• _Text section_

──────────────────────────────

BiBiServ2 - newdist

The newdist software package provides implementations of three similarity measures of different expression power to quantify genomic relationships on the basis of the gene connection model.

All core methods are implemented in Python while some helper scripts are written in BASH; Some of the core methods will output integer linear programs (ILPs) in a format suitable for IBM's solver CPLEX. newdist has the following system requirements:

Python 2.7
NetworkX ≥ 1.10
IBM ILOG CPLEX Optimization Studio
GNU/Unix (optional)
Biopython ≥ 1.6 (optional)

In the gene connection model, genomes are compared based on their bipartite gene connection graph: Given two genomes S and T, a gene connection graph G(S, T) of S and T is a bipartite graph with one vertex for each gene of S and one vertex for each gene of T. An edge between two vertices, one from S and one from T, indicates that there is some connection between the two genes represented by these vertices. The input to the methods in this software package are gene connection graphs that can be constructed from BLAST tables with the provided script pairwise_similarities.py.

──────────────────────────────

Object grounding data in natural language:
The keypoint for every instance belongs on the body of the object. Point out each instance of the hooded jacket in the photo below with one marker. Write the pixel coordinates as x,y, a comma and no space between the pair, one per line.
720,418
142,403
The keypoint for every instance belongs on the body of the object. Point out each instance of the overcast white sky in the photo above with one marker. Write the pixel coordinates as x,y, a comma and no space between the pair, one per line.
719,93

──────────────────────────────

• _Exercise instructions_
Answer these questions from the newdist description:
1. In which language are all the core methods implemented?
2. For which solver are the integer linear programs formatted?
3. Which provided script builds gene connection graphs from BLAST tables?
Answer using only the newdist description, not the listing.

• _Task output_
1. Python
2. IBM's CPLEX
3. pairwise_similarities.py